▶ **What is being asked**:
Could the lines from the one with "# test: pointer drops one pin on the military uniform" through the end of the listing be restated exactly, with nothing else included?

▶ **Data lines**:
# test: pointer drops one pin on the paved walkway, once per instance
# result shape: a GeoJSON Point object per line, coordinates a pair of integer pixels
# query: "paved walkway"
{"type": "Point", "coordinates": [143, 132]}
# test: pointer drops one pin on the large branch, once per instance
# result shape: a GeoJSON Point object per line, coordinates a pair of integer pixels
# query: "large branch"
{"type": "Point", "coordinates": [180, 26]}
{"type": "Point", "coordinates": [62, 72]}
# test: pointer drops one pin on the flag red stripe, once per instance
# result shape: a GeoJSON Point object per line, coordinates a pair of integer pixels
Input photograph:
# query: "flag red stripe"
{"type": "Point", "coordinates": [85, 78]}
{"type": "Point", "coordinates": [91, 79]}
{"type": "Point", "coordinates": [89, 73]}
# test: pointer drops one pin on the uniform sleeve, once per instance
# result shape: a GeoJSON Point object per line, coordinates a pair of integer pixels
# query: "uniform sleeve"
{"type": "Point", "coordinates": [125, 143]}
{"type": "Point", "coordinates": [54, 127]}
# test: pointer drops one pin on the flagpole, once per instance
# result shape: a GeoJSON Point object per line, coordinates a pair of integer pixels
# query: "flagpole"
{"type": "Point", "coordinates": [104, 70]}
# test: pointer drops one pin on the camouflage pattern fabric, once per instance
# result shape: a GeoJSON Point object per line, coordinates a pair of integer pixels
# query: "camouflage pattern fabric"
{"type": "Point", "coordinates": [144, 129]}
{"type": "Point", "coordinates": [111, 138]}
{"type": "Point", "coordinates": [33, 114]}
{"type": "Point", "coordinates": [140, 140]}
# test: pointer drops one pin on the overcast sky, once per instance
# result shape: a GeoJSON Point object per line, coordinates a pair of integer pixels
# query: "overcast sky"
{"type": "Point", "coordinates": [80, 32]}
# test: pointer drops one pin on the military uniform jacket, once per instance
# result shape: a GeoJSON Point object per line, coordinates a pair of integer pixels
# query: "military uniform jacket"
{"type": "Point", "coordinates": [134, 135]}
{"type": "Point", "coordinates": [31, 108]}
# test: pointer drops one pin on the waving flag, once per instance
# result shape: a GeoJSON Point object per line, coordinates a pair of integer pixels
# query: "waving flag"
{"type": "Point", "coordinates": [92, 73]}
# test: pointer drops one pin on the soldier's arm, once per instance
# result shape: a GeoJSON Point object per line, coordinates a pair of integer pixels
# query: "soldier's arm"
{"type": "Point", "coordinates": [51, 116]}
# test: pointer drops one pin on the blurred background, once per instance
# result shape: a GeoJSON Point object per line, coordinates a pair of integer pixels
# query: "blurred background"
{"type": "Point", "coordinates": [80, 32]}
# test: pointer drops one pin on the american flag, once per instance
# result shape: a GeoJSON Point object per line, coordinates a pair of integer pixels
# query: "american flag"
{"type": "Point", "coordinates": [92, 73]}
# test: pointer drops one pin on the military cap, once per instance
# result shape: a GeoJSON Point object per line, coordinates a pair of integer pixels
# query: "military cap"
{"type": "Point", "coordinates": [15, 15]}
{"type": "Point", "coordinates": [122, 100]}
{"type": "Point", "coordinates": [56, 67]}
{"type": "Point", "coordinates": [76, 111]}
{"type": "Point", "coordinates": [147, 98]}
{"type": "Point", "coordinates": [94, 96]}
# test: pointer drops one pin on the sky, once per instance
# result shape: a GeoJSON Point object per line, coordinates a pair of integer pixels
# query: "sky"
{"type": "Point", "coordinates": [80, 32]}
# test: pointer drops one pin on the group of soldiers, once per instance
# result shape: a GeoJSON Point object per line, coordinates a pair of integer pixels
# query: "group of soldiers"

▶ **Solution for this task**:
# test: pointer drops one pin on the military uniform jacket, once per instance
# result shape: a GeoJSON Point object per line, coordinates a pair of integer pixels
# query: "military uniform jacket"
{"type": "Point", "coordinates": [134, 135]}
{"type": "Point", "coordinates": [31, 108]}
# test: pointer drops one pin on the waving flag, once per instance
# result shape: a GeoJSON Point object per line, coordinates a pair of integer pixels
# query: "waving flag"
{"type": "Point", "coordinates": [92, 73]}
# test: pointer drops one pin on the soldier's arm, once per instance
# result shape: a GeoJSON Point object per line, coordinates a pair of integer pixels
# query: "soldier's arm"
{"type": "Point", "coordinates": [51, 116]}
# test: pointer drops one pin on the blurred background, once per instance
# result shape: a GeoJSON Point object per line, coordinates a pair of integer pixels
# query: "blurred background"
{"type": "Point", "coordinates": [80, 32]}
# test: pointer drops one pin on the american flag, once per instance
# result shape: a GeoJSON Point object per line, coordinates a pair of integer pixels
# query: "american flag"
{"type": "Point", "coordinates": [92, 73]}
# test: pointer drops one pin on the military cap, once per instance
# result shape: a GeoJSON Point object per line, coordinates a pair of integer pixels
# query: "military cap"
{"type": "Point", "coordinates": [15, 15]}
{"type": "Point", "coordinates": [122, 100]}
{"type": "Point", "coordinates": [56, 67]}
{"type": "Point", "coordinates": [76, 111]}
{"type": "Point", "coordinates": [147, 98]}
{"type": "Point", "coordinates": [94, 96]}
# test: pointer drops one pin on the sky, once per instance
# result shape: a GeoJSON Point object per line, coordinates a pair of integer pixels
# query: "sky"
{"type": "Point", "coordinates": [80, 32]}
# test: pointer drops one pin on the group of soldiers, once per instance
# result shape: a GeoJSON Point object per line, coordinates a pair of integer pixels
# query: "group of soldiers"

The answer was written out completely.